▶ _TEXT EXCERPT_
-------------------------
James Derick Kirkland is an American professional boxer who held the regional WBO–NABO junior middleweight title in 2008. He was one of boxing's most prominent junior middleweight prospects in the late 2000s and early 2010s, until an 18-month prison stint set his career back significantly. Nicknamed the "Mandingo Warrior", Kirkland is known for being a highly aggressive southpaw pressure fighter with formidable punching power, having scored 88% of his victories via knockout.

Amateur career
Kirkland has an amateur record of 134–12 and won the Silver Gloves championship four years in a row and lost on a controversial decision to James Patterson in the finals of the National Golden Gloves.

Instead of going to the Olympics, Kirkland turned professional to provide for his family.

Professional career
Kirkland turned professional in August 2001 in San Antonio, Texas. In his debut Kirkland defeated fellow debutant Maurice Chalmers with a third-round knockout. Kirkland has been trained by former women's champion Ann Wolfe since 2001. On November 22, 2008, Kirkland (24–0, 21 KOs) won an 8th round technical knockout versus Brian Vera (16–2, 10 KOs). Kirkland dropped Vera twice in Round 2. On March 7, 2009, Kirkland defeated Joel Julio on HBO's Boxing After Dark at the HP Pavilion in San Jose by TKO after Round 6.

Return to boxing 
On March 5, 2011, Kirkland returned to the ring after an almost 2-year layoff to defeat Ahsandi Gibbs via first-round KO. Two weeks later he stopped Jhon Berrio by 2nd round TKO. Just 3 weeks after that, on April 9, 2011, Kirkland faced Nobuhiro Ishida of Japan, in what was supposed to be a stay-busy fight for Kirkland. However, in a stunning upset, the previously undefeated Kirkland was stopped in the first round by the Japanese fighter, who isn't known for being a big puncher having only 7 KO's in 29 fights, getting knocked down 3 times. After the loss, Kirkland split with trainer Kenny Adams and reunited with Ann Wolfe. Kirkland and Wolfe had broken up after Kirkland went to prison.
-------------------------
▶ _RECORDED INFORMATION_

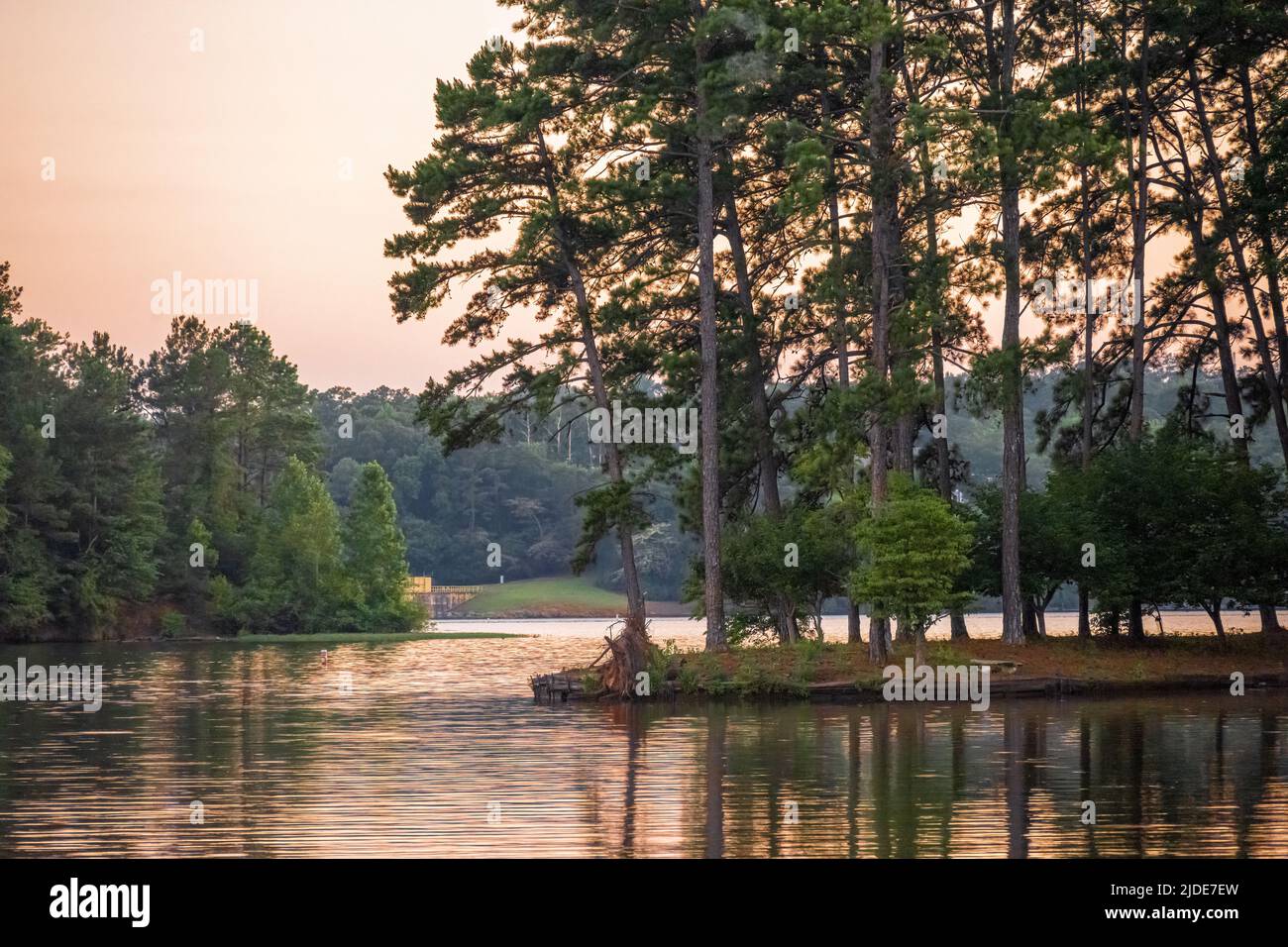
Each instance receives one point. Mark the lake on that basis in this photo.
(437, 749)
-------------------------
▶ _WHAT THE TASK ASKS_
Set down word for word the portion of the James Kirkland boxing profile above that begins with the words "Amateur career" and ends with "National Golden Gloves.".

▶ _WRITTEN RESPONSE_
Amateur career
Kirkland has an amateur record of 134–12 and won the Silver Gloves championship four years in a row and lost on a controversial decision to James Patterson in the finals of the National Golden Gloves.